### EXERCISE REQUIREMENTS
Give back exactly the line that contains "point: the black graduation" and all the lines after it in the records below, to the very last, with no other output.

### Referring expression pointing data
▼▼▼

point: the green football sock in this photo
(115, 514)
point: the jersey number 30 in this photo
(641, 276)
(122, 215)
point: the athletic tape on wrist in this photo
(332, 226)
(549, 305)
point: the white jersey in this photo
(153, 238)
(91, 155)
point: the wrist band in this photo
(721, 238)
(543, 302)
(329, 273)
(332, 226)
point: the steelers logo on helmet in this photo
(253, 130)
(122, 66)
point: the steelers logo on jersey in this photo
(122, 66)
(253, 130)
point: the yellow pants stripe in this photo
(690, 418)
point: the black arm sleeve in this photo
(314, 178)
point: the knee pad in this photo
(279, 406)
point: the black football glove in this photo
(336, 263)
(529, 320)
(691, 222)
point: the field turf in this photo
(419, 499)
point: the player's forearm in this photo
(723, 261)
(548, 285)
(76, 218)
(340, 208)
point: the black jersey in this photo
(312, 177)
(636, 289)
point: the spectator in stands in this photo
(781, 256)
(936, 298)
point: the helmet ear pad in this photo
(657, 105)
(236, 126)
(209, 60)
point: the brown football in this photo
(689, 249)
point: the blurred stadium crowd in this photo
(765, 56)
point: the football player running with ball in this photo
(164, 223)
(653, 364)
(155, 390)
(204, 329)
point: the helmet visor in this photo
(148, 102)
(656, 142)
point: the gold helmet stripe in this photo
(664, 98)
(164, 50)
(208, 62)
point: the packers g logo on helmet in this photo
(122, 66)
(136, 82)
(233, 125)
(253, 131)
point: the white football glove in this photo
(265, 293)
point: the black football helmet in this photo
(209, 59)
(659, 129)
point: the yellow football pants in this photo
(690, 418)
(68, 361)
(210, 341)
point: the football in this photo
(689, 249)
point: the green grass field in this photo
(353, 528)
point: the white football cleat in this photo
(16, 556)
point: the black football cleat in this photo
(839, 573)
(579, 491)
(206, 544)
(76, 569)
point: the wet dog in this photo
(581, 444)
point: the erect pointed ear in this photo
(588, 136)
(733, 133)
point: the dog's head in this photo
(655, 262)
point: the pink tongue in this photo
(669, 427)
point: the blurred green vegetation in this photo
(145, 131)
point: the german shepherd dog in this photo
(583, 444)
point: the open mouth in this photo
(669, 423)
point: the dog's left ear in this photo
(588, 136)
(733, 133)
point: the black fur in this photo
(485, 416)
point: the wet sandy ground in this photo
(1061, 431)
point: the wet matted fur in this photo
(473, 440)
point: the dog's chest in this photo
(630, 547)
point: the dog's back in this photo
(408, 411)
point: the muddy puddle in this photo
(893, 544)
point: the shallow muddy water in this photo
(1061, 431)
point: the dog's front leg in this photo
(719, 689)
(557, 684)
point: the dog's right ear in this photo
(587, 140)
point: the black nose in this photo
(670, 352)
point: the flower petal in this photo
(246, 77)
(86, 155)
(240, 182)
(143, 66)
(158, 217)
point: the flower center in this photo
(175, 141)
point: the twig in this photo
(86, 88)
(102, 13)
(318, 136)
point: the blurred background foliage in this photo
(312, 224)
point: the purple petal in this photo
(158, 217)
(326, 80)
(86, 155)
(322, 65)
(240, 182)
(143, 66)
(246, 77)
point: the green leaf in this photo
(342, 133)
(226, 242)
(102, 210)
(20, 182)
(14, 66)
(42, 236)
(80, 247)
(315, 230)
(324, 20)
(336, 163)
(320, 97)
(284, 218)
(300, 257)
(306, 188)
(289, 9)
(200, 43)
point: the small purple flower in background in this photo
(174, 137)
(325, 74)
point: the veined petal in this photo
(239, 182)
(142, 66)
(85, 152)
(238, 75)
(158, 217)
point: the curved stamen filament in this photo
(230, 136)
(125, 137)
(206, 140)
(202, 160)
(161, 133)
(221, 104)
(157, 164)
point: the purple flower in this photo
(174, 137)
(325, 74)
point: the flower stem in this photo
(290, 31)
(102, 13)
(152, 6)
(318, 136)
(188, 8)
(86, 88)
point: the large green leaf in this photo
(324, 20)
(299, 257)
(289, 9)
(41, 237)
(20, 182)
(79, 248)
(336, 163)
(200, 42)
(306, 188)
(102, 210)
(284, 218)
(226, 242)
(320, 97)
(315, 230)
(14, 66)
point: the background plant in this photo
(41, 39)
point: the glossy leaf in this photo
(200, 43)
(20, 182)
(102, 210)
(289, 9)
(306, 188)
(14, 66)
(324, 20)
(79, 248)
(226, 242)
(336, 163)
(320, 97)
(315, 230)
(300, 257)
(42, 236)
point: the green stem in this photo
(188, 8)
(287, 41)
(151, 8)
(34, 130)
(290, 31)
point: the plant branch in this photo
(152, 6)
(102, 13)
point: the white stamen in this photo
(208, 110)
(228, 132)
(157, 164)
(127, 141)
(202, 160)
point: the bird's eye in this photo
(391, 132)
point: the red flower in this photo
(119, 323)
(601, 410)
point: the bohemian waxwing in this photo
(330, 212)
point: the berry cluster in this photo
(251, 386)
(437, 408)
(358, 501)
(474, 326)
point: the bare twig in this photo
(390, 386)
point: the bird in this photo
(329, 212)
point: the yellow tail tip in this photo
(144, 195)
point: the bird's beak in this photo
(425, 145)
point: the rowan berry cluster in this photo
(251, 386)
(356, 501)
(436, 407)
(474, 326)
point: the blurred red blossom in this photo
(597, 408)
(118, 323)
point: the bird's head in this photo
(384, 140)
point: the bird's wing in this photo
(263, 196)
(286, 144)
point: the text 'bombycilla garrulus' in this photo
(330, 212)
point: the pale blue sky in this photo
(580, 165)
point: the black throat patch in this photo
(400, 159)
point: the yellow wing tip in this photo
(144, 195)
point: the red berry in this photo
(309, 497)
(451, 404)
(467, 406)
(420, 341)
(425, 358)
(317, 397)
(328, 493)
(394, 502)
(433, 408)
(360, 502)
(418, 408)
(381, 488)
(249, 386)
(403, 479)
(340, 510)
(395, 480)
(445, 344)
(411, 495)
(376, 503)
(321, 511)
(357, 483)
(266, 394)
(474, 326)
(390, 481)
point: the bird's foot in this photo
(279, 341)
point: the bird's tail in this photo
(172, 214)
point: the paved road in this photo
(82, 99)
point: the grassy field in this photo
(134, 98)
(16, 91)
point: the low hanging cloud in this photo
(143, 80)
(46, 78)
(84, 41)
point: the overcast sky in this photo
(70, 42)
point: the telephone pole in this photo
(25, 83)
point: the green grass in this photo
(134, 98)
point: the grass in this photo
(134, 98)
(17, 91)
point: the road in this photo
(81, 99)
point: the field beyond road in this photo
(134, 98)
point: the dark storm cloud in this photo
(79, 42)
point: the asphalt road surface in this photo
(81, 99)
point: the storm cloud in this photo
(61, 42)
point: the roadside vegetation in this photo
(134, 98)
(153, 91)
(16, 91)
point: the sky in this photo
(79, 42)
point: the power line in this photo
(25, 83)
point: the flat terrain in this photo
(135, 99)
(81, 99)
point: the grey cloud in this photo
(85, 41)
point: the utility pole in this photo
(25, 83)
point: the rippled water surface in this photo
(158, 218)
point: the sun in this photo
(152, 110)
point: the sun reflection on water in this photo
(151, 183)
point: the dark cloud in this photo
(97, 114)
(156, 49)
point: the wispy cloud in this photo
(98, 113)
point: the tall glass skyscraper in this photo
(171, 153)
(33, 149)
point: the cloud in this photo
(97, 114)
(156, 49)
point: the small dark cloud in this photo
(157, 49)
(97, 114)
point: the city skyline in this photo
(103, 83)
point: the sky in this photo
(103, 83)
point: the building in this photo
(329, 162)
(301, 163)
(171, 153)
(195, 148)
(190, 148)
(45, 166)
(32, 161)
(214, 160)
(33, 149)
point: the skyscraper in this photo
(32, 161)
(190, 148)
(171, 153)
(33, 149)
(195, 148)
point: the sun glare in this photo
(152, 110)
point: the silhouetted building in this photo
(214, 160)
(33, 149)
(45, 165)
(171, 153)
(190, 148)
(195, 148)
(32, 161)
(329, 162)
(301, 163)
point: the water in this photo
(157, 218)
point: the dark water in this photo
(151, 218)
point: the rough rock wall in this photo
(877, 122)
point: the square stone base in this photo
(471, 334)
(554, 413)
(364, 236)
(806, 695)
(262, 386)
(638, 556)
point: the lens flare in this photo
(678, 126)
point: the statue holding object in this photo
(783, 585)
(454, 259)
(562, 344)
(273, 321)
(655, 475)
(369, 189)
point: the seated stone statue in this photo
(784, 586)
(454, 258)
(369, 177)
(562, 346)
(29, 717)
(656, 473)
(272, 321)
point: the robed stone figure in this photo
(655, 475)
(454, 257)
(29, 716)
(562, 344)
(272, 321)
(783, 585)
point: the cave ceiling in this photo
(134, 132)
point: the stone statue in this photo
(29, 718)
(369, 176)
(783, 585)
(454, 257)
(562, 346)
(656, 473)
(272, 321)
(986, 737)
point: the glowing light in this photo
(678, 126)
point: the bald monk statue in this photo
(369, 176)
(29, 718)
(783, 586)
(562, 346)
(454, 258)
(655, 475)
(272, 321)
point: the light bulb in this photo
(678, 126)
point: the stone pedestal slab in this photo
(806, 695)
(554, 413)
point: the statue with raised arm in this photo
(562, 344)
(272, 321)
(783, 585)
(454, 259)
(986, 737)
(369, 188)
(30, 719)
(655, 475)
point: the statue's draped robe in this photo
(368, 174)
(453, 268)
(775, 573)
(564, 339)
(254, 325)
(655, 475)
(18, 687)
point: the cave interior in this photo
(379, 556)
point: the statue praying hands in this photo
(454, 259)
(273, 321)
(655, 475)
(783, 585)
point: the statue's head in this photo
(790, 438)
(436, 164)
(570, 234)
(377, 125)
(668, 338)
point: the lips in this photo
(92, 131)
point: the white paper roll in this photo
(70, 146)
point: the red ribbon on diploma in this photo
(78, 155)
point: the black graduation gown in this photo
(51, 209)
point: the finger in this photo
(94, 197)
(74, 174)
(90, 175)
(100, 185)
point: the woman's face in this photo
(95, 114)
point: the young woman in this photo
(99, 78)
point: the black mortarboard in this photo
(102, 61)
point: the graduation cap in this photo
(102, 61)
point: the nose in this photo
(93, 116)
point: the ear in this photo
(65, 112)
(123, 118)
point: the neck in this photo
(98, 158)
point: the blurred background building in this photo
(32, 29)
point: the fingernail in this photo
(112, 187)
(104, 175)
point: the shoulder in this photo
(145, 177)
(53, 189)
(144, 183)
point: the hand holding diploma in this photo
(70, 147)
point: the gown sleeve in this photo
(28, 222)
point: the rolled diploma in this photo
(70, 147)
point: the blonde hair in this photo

▲▲▲

### WRITTEN RESPONSE
point: the black graduation gown in this photo
(51, 209)
point: the finger in this photo
(94, 197)
(74, 174)
(90, 175)
(100, 185)
point: the woman's face in this photo
(95, 114)
point: the young woman in this photo
(99, 78)
point: the black mortarboard in this photo
(102, 61)
point: the graduation cap in this photo
(102, 61)
point: the nose in this photo
(93, 116)
point: the ear in this photo
(65, 112)
(123, 118)
point: the neck in this photo
(98, 158)
point: the blurred background building in this photo
(32, 29)
point: the fingernail in this photo
(112, 187)
(104, 175)
point: the shoulder in this photo
(145, 177)
(53, 189)
(144, 183)
point: the hand holding diploma in this photo
(70, 147)
point: the gown sleeve in this photo
(28, 222)
point: the rolled diploma in this photo
(70, 147)
point: the blonde hair in this photo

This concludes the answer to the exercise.